*DOCUMENT EXTRACT*:

--- --- ---

How Cloud Computing Can Help Handle Big Data

Oct 19, 2012

Last week, I attended the Amazon Web Services (AWS) Public Sector Summit and had the pleasure of listening to some very interesting speakers and meeting some of the smartest people in cloud computing.

The Summit showcased innovative work being done with ‘Big Data in the Cloud’ and I’d like to share some of my thoughts and observations.

First of all, let’s define Big Data, which is a very popular IT buzzword these days.  Depending on who you ask, there is a wide interpretation of its meaning.  Much like AWS does, I like to think of it in broad terms.  Big Data is essentially any data that hits the limits of conventional technology with respect to volume, velocity, and variety – meaning large amounts of data that needs to be scaled and accessed rapidly. As my colleague Prem Jadhwani, who was the Commissioner of the TechAmerica Big Data Commission, says Big Data can not only save money but also can improve mission effectiveness

At the Summit, many real-life case studies demonstrated this improvement of mission effectiveness.  Specifically, research institutions and cutting-edge scientific organizations implemented cloud-based architectures to process Big Data workloads.

By taking the benefits of cloud computing and scaling them to support that data, these organization were able to maximize their resource utilization while minimizing costs.

For example, one research organization was working on classifying protein-specific cancer cells.  As such, certain cancer cells have specific types of proteins in the DNA makeup that can be targeted by certain drugs or can be exploited to trigger specific antibodies to help fight the spread of those cancerous cells.  The result is astronomical amount of data points to sift through because the high-volume of permutations and combinations of these proteins.

This organization used the power, elasticity, and scalability that cloud computing offers to process these large volumes of data.

--- --- ---

*EXERCISE TASKS*:
**a)** From the cloud computing and Big Data post, extract the passage that starts at "At the Summit, many" and ends after "of these proteins.".
**b)** What comes next in the cloud computing and Big Data post? Write the continuation, picking up after its last sentence.

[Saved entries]
--- --- ---

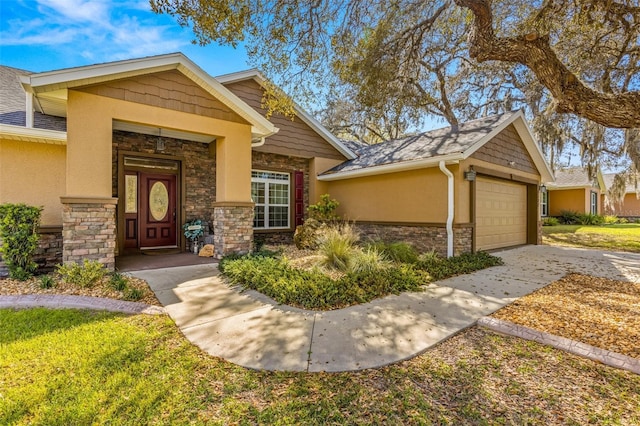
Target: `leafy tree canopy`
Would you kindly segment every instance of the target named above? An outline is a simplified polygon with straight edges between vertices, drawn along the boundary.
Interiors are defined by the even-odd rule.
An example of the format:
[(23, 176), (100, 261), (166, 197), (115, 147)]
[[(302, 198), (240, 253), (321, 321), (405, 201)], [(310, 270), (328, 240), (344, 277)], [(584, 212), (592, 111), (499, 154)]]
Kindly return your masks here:
[(425, 117), (524, 108), (553, 165), (578, 146), (584, 164), (640, 170), (638, 0), (150, 2), (197, 43), (242, 42), (285, 92), (325, 105), (342, 136), (375, 142)]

--- --- ---

*RESPONSES*:
**a)**
At the Summit, many real-life case studies demonstrated this improvement of mission effectiveness.  Specifically, research institutions and cutting-edge scientific organizations implemented cloud-based architectures to process Big Data workloads.

By taking the benefits of cloud computing and scaling them to support that data, these organization were able to maximize their resource utilization while minimizing costs.

For example, one research organization was working on classifying protein-specific cancer cells.  As such, certain cancer cells have specific types of proteins in the DNA makeup that can be targeted by certain drugs or can be exploited to trigger specific antibodies to help fight the spread of those cancerous cells.  The result is astronomical amount of data points to sift through because the high-volume of permutations and combinations of these proteins.

**b)**
The research institution simply leveraged a company called Cycle Computing, which develops supercomputing software based on AWS infrastructure.  By utilizing simple, commercially available tools, they were able to create clusters of High Performance Computer (HPC) virtual machines that utilize large amounts of RAM and compute.  Using these HPC clusters and writing simple scripts, the organization was able to scale up and down based on the data that was being ingested and achieve the highest resource utilization.  As the workloads were processed and finished, the HPC clusters were automatically de-provisioned, at which point they weren’t being charged for them. The data was processed in a number of small relational databases and written to static storage after the workload was complete.

At the end of the day, the research organization was able to process more than 70 TBs of data in 15 days, costing around $20,000.  By contrast, if they had utilized a traditional hardware procurement to process these workloads, they would have spent tens of millions of dollars.  Of course, this hardware would end up sitting somewhere until the next project. It would also ultimately depreciate in value and require ongoing maintenance.

What is astounding about this case study is that if they had only used the resources available to them (without cloud computing), it would have taken more than 1,000,000 hours or 150 years to process the data.

This is merely one outstanding example of how cloud computing helps handle Big Data workloads.  There are many more compelling cases out there.

Cloud computing can help increase resource utilization and minimize costs, and overcome many traditional IT obstacles.  Thanks to the cloud, what was once impossible is now attainable.